** Start PASSAGE SHOWN **

How Have Securities Trading Revenues At The 5 Largest U.S. Banks Changed In The Last 5 Years?
The 5 largest U.S investment banks reported total securities trading revenues in excess of $78 billion for full year 2016 – making this the best period for them since 2012. Total trading revenues improved 7% compared to the figure for 2015 thanks to a marked recovery in debt and currency trading revenues over the second half of 2016. The chart below captures total trading revenues reported by the five largest U.S. investment banks since 2012. The green-to-red shading for figures along a row show the variations in these revenues for a particular bank over this period.
Notably, these five banks have reported higher total full-year securities trading revenues on just three other occasions in the past – 2009 ($105 billion), 2010 ($89 billion) and 2012 ($81 billion). It should be noted, though, that the figures for 2009 and 2010 were exceptionally high as market valuation across security classes improved from the lows they reached in 2008. Also, stricter regulatory requirements have weighed on securities trading revenues since 2010 – something that makes the strong revenue figure for 2016 stand out after the string of lukewarm performances over recent years.

** End PASSAGE SHOWN **
** Start DATA SHOWN **

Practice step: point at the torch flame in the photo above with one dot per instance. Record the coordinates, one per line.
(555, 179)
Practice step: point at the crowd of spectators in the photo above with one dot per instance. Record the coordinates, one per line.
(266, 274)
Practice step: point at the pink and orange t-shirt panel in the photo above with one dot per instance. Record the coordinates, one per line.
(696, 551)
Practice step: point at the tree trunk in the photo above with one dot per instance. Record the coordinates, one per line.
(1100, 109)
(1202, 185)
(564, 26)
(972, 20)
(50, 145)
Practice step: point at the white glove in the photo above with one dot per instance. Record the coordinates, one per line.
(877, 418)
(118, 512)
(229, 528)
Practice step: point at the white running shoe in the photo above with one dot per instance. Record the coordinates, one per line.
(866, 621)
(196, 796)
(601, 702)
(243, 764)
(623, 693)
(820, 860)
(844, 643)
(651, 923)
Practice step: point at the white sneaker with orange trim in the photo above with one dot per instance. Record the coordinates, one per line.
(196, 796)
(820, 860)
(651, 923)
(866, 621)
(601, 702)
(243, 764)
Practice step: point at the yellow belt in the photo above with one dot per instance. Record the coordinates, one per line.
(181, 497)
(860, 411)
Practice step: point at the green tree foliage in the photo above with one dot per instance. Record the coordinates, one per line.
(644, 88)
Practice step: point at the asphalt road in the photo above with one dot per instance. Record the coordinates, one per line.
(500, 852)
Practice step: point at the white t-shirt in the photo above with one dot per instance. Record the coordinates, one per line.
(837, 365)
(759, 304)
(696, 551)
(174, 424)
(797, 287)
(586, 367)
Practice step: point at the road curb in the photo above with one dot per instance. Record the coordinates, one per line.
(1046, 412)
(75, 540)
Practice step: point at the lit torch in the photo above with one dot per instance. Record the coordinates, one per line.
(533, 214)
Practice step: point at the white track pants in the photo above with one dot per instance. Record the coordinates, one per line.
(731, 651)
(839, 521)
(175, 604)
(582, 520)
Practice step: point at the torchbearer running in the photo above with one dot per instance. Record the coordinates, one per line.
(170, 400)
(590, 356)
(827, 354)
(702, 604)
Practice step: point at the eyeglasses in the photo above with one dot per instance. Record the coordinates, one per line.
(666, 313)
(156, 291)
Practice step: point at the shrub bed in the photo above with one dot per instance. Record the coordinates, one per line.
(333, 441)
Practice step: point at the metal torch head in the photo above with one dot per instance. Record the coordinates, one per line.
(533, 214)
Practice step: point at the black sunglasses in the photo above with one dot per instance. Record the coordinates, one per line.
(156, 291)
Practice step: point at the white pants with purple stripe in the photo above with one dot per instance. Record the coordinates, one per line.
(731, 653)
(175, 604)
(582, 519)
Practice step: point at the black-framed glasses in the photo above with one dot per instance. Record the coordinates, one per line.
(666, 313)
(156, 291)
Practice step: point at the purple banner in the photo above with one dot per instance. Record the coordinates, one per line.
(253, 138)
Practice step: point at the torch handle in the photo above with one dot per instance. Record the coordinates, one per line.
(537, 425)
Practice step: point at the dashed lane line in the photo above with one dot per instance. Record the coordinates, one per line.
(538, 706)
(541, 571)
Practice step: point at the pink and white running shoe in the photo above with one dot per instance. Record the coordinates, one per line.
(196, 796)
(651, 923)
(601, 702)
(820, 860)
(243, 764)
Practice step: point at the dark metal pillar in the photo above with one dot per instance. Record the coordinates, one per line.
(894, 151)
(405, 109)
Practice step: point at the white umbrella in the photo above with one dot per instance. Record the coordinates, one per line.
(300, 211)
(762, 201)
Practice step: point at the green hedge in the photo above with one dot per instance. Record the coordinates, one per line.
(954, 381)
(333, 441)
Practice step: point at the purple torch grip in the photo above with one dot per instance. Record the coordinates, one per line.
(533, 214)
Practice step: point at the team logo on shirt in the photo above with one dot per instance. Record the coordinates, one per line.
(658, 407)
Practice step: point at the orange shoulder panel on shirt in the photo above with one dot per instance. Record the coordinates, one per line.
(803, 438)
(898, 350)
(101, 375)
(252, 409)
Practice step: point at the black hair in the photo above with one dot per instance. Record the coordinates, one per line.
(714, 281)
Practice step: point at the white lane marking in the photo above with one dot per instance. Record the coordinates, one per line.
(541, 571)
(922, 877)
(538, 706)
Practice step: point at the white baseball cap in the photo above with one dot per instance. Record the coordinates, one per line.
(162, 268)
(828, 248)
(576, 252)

** End DATA SHOWN **

### [REQUIRED TASKS]
• A. Answer these from the article on bank trading revenues, one line each:
(i) By what percentage did total trading revenues for 2016 improve over 2015?
(ii) What total securities trading revenue did the five banks report for 2009?
(iii) What has weighed on securities trading revenues since 2010?
• B. Pick up the article on securities trading revenues at the largest U.S. banks right after its final sentence and carry it forward.

### [ANSWERS FOR THE EXERCISE]
• A.
(i) 7%
(ii) $105 billion
(iii) Stricter regulatory requirements

• B.
JPMorgan has reported more securities trading revenues than any other bank globally every single year since 2011. The diversified banking giant saw its FICC trading desk swell considerably in size after the economic downturn thanks to its acquisition of Bear Stearns – something that helped it better Goldman’s #1 position in the industry until 2010.
While a bulk of JPMorgan’s trading revenues come from its FICC trading desk, not all of these banks are equally dependent on debt trading to drive profits. The table below shows what proportion of the trading revenues for each bank came from the FICC (fixed income, currencies and commodities) and equity desks in each of the last five years.
On average, fixed income operations contribute roughly two-thirds of the total trading revenues for these banks, with equities trading bringing in the remaining third. But there is a lot of variation in this proportion across banks. While Citigroup relies on fixed income trading more heavily than the others (approximately 80:20), Morgan Stanley’s focus is clearly on equity trading. Goldman seems to give both its trading desks roughly the same amount of importance, with the equity trading desk performing better just once in the last five years (2015).
See the links below for more information and analysis about the 5 largest U.S. investment banks:
- How Much Did The 5 Largest U.S. Investment Banks Make Through FICC Trading Activities In 2016?
- How Much Did The 5 Largest U.S. Investment Banks Make Through Equity Trading Activities In 2016?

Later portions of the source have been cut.